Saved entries

Segment Open

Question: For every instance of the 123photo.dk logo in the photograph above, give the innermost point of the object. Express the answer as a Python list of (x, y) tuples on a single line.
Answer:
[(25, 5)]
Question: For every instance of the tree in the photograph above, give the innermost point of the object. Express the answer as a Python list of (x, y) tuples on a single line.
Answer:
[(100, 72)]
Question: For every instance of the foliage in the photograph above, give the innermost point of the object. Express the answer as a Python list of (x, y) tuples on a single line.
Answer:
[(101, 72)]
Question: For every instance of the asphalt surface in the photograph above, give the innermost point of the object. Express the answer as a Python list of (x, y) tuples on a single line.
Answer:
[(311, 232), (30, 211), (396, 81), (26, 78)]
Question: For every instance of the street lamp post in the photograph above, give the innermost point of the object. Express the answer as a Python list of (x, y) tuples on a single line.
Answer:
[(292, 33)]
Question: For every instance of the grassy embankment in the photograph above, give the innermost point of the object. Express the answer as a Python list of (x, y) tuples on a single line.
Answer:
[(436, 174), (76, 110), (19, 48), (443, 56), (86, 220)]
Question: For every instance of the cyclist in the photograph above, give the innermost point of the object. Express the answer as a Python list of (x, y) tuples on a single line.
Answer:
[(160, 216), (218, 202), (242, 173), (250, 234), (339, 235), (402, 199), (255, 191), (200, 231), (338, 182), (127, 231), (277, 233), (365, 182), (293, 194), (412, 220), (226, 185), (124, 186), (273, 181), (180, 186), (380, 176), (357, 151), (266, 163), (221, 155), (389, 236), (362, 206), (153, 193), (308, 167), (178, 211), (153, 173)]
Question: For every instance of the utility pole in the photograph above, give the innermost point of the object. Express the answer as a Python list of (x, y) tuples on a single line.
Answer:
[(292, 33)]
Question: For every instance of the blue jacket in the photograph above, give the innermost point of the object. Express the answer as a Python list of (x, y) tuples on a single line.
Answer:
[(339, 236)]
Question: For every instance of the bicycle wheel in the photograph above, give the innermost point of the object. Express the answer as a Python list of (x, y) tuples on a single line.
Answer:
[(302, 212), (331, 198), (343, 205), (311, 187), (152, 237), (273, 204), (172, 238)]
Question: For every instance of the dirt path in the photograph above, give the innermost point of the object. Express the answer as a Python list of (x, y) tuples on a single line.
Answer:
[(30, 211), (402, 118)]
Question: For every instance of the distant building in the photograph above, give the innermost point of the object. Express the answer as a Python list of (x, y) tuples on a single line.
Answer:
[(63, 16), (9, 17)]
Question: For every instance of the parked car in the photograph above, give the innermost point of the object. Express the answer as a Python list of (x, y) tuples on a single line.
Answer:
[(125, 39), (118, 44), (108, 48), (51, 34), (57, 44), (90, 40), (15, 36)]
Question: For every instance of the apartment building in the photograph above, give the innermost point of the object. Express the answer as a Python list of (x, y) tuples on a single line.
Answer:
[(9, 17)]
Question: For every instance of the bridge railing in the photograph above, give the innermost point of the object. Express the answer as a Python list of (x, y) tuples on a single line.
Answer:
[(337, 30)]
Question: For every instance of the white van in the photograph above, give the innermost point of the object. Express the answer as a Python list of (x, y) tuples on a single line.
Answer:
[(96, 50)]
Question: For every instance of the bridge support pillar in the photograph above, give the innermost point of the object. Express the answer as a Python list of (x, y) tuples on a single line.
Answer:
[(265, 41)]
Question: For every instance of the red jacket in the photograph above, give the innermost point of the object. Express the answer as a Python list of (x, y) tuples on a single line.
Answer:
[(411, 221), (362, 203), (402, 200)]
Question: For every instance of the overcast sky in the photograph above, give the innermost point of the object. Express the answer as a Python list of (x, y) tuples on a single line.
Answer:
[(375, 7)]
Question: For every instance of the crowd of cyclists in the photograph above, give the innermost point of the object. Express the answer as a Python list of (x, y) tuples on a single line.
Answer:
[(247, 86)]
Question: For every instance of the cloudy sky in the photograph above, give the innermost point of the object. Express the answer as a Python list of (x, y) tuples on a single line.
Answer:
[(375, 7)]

Segment Closed

Take the lines above and print them exactly.

Question: For every instance of the 123photo.dk logo in the photograph above, give the innermost point of the object. Express the answer as a Python list of (x, y) tuples on a single line.
Answer:
[(25, 5)]
Question: For every instance of the tree in the photograph above, give the innermost point of the object. Express the answer as a Python list of (x, y) tuples on a single line.
Answer:
[(100, 72)]
Question: For every instance of the foliage in the photograph above, give the innermost point of the object. Express the answer as a Python list of (x, y) tuples on a single line.
Answer:
[(101, 72)]
Question: For every instance of the asphalt surface in the photograph above, give the innermost point of the object. Express the answer as a Python list of (x, y) tuples on a single line.
Answer:
[(311, 232), (30, 211), (396, 81), (26, 78)]
Question: For every instance of the street lamp post in the photograph above, give the innermost point of the object. Express the answer as a Python list of (x, y) tuples on a single line.
Answer:
[(292, 33)]
Question: For every instance of the grassy embankment in the photograph above, give the innermost point of the object. Express the answer as a Python list of (x, y) tuples on a single line.
Answer:
[(436, 174), (76, 110), (19, 48), (443, 56), (86, 220)]
Question: For every instance of the cyclist in the photograph above, give the innermost point of the object. Express the answer as a Python list of (x, y) tuples on a single line.
Answer:
[(160, 216), (218, 202), (242, 173), (250, 234), (339, 235), (402, 199), (255, 191), (200, 231), (338, 182), (127, 231), (277, 233), (365, 182), (293, 194), (412, 220), (226, 185), (124, 186), (273, 181), (180, 186), (380, 176), (357, 151), (266, 163), (221, 155), (389, 236), (362, 206), (153, 193), (308, 167), (178, 211), (153, 173)]
Question: For every instance of the utility pole in the photograph above, give the innermost point of the object. Express the answer as a Python list of (x, y) tuples on a single line.
Answer:
[(292, 33)]
Question: For every instance of the blue jacket in the photograph above, give the innermost point of the object. Express the answer as a Python list of (x, y) tuples on a single line.
Answer:
[(339, 236)]
Question: For every instance of the bicycle wheel in the photograph above, give the innermost point of the object. Express the answer as a Python list of (x, y) tuples on a single line.
Answer:
[(302, 212), (331, 198), (343, 205), (311, 187), (152, 237), (273, 204), (172, 238)]
Question: For every instance of the dirt path in the photograph above, give the innermost point of the object. Express the answer as a Python list of (x, y) tuples on a single line.
Answer:
[(30, 211), (402, 118)]
Question: For every instance of the distant building in the photograph above, give the innermost point of the object. Express the answer as a Python list of (x, y) tuples on a single line.
Answer:
[(63, 16), (9, 17)]
Question: For every instance of the parked car in the photograph above, give the innermost point of the object. Express the answer as a Python list of (x, y) tuples on a single line.
Answer:
[(125, 39), (118, 44), (108, 48), (51, 34), (57, 44), (90, 40), (15, 36)]
Question: For every instance of the apartment building in the photograph above, give the innermost point of the object. Express the answer as a Python list of (x, y) tuples on a single line.
Answer:
[(9, 17)]
Question: For every instance of the bridge railing in the photograph above, give the innermost point of the object. Express the answer as a Python list of (x, y) tuples on a single line.
Answer:
[(337, 30)]
Question: For every instance of the white van in the photograph above, give the innermost point of the object. Express the answer as a Python list of (x, y) tuples on a single line.
Answer:
[(96, 50)]
Question: For every instance of the bridge support pillar in the photograph above, give the innermost point of the object. Express the answer as a Python list of (x, y) tuples on a single line.
Answer:
[(265, 41)]
Question: For every instance of the red jacket in the photograph above, give the innermost point of the object. Express the answer as a Python list of (x, y) tuples on a single line.
Answer:
[(411, 221), (362, 203), (402, 200)]
Question: For every instance of the overcast sky in the photograph above, give the innermost point of the object. Express the answer as a Python list of (x, y) tuples on a single line.
Answer:
[(375, 7)]
Question: For every instance of the crowd of cyclists in the photograph above, give the innermost point of the object. Express the answer as a Python list of (x, y) tuples on a single line.
Answer:
[(247, 86)]
Question: For every instance of the cloudy sky in the photograph above, give the innermost point of the object. Express the answer as a Python list of (x, y) tuples on a single line.
Answer:
[(375, 7)]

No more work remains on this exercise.